*Given task*
Reproduce the stretch from the line containing "Referring to the image above, where is the bee face" through the line containing "[924,214,1062,309]", swapping "flower stigma" for "flower pistil" and keeping everything else the same.

(Bounding box annotation records)

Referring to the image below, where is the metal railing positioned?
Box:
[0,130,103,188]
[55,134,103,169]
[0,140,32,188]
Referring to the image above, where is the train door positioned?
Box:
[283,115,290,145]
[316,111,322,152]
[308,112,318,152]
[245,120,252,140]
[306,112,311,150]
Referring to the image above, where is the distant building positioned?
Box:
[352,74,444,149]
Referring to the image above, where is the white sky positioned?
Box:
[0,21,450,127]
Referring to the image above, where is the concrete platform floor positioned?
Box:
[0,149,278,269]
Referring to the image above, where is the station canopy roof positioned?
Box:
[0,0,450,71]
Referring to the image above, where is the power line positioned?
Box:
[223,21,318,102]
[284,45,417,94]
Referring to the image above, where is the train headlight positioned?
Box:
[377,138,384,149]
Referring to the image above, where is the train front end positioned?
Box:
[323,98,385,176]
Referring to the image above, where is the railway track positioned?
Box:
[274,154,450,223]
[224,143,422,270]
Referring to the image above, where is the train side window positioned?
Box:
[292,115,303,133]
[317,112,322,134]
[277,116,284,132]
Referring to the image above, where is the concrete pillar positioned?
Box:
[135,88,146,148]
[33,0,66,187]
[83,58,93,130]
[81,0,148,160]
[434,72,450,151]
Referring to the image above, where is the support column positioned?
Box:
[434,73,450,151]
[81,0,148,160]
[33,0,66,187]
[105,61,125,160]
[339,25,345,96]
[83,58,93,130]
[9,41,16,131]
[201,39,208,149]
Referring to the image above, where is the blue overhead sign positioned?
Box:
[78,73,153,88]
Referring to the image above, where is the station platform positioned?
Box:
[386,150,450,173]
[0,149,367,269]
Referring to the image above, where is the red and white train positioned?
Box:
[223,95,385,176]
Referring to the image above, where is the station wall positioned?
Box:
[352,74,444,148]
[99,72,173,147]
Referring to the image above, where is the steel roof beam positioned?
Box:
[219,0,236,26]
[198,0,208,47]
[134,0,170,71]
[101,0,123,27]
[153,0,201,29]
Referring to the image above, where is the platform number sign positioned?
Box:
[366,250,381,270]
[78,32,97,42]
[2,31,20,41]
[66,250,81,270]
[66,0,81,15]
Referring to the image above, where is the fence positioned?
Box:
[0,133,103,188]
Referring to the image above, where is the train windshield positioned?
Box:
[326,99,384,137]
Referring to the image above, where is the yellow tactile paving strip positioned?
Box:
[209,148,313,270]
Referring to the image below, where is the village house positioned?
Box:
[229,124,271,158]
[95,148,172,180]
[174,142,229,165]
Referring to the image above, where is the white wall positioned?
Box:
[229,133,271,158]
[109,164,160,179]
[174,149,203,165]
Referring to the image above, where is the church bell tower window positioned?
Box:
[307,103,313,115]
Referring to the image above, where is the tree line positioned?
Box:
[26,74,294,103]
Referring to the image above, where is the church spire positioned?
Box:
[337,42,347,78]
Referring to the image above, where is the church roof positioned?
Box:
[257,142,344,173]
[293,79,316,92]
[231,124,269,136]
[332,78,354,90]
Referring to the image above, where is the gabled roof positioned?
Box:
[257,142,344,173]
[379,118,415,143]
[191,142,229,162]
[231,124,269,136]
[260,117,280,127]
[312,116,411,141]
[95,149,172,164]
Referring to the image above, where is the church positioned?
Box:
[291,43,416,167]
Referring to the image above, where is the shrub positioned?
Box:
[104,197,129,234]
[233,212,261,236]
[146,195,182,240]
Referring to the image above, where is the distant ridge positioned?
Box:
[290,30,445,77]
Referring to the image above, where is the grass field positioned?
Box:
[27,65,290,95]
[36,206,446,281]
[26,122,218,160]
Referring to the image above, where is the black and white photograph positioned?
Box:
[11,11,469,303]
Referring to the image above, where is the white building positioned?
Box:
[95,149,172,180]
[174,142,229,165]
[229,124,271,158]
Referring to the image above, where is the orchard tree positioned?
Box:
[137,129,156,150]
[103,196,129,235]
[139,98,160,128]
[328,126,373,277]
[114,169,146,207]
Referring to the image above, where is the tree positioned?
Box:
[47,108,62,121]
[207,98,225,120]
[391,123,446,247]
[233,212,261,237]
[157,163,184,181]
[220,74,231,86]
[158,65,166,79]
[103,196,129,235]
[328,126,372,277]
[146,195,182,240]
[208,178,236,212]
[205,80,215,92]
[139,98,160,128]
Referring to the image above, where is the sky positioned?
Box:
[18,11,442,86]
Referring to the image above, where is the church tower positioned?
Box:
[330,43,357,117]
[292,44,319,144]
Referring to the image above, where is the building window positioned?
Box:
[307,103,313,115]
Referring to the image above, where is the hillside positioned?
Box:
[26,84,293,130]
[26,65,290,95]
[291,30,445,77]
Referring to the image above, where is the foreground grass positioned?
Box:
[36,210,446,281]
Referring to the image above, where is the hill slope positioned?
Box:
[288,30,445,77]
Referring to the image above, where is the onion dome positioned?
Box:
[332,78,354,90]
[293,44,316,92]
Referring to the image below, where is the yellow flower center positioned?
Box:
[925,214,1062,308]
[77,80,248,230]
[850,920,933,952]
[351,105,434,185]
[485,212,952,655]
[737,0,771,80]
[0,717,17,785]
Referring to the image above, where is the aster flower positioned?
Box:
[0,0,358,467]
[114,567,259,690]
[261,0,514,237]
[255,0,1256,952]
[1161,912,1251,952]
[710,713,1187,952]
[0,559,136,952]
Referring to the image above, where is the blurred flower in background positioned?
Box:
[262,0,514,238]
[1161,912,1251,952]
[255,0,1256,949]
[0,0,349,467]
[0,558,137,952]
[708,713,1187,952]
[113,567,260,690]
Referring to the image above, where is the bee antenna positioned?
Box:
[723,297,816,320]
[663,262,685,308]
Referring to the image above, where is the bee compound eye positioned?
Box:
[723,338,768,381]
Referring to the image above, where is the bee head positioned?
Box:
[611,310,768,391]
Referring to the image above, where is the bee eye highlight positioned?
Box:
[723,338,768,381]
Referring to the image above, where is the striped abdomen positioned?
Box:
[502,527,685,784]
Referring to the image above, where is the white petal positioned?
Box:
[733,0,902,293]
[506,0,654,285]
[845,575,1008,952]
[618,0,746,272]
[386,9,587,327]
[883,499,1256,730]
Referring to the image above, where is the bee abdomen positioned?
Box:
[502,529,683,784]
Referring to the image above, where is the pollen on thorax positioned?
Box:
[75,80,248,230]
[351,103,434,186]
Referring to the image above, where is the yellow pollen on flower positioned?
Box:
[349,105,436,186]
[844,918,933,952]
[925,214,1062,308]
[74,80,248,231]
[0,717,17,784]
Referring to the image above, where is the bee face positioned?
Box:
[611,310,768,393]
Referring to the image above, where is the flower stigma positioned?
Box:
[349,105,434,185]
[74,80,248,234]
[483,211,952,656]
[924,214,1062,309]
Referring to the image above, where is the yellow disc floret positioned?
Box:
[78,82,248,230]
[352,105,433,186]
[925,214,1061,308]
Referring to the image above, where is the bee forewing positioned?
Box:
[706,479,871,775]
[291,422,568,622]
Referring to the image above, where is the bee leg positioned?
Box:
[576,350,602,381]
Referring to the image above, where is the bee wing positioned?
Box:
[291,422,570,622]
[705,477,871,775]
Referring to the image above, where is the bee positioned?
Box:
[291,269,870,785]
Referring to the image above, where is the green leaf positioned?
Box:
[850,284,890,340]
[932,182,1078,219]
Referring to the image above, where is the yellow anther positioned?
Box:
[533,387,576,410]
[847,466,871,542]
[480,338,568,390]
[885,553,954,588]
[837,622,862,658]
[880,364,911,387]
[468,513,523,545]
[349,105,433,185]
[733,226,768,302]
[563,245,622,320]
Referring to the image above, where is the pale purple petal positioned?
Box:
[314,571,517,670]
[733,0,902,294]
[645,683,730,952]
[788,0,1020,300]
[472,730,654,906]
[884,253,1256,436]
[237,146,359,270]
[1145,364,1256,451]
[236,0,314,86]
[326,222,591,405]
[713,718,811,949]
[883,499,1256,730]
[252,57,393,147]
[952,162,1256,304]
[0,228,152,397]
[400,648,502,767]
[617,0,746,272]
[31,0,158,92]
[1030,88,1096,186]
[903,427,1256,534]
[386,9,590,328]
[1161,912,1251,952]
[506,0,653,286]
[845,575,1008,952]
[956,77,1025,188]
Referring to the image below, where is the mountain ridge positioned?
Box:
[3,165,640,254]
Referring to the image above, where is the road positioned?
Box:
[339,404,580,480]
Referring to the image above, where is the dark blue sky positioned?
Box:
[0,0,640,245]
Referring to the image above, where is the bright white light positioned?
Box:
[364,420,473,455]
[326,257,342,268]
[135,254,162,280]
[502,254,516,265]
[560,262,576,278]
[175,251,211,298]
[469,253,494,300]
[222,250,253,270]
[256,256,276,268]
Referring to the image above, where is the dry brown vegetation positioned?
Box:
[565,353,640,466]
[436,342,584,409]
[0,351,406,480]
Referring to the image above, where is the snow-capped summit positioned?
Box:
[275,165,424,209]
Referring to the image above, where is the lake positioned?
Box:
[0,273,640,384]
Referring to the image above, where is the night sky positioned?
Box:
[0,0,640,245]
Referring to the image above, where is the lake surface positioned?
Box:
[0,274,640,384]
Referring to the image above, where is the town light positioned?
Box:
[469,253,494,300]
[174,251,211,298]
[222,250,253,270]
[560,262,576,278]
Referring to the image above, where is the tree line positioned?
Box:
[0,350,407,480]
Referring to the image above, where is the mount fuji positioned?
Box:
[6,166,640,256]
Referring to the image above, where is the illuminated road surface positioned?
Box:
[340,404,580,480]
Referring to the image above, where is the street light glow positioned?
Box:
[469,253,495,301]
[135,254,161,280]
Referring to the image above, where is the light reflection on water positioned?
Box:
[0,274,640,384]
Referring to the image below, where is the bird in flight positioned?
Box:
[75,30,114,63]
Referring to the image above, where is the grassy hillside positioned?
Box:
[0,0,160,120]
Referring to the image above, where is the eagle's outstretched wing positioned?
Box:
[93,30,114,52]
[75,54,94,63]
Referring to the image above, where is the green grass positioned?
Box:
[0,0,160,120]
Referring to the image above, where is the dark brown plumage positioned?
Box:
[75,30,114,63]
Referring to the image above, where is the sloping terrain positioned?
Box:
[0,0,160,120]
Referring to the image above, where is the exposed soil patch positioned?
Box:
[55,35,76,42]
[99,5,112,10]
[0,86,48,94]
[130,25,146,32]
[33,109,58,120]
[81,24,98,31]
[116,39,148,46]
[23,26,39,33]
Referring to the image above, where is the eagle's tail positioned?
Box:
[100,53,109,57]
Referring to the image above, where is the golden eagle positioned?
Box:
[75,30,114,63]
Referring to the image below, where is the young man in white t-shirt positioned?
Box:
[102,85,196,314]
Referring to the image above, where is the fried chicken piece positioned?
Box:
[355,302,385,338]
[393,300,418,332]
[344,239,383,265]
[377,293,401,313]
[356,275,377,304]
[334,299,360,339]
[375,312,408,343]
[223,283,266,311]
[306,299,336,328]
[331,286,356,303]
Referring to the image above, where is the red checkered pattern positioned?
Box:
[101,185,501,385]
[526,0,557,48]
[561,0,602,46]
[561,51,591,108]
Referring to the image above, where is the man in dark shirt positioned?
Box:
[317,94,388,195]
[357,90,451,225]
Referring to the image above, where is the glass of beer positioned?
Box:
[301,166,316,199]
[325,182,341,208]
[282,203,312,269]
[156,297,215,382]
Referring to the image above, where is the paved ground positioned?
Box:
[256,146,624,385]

*Written answer*
Referring to the image above, where is the bee face positioned?
Box:
[611,310,768,393]
Referring to the image above, where is the flower pistil positioned?
Box:
[349,105,434,185]
[74,80,248,234]
[483,211,952,656]
[924,214,1062,309]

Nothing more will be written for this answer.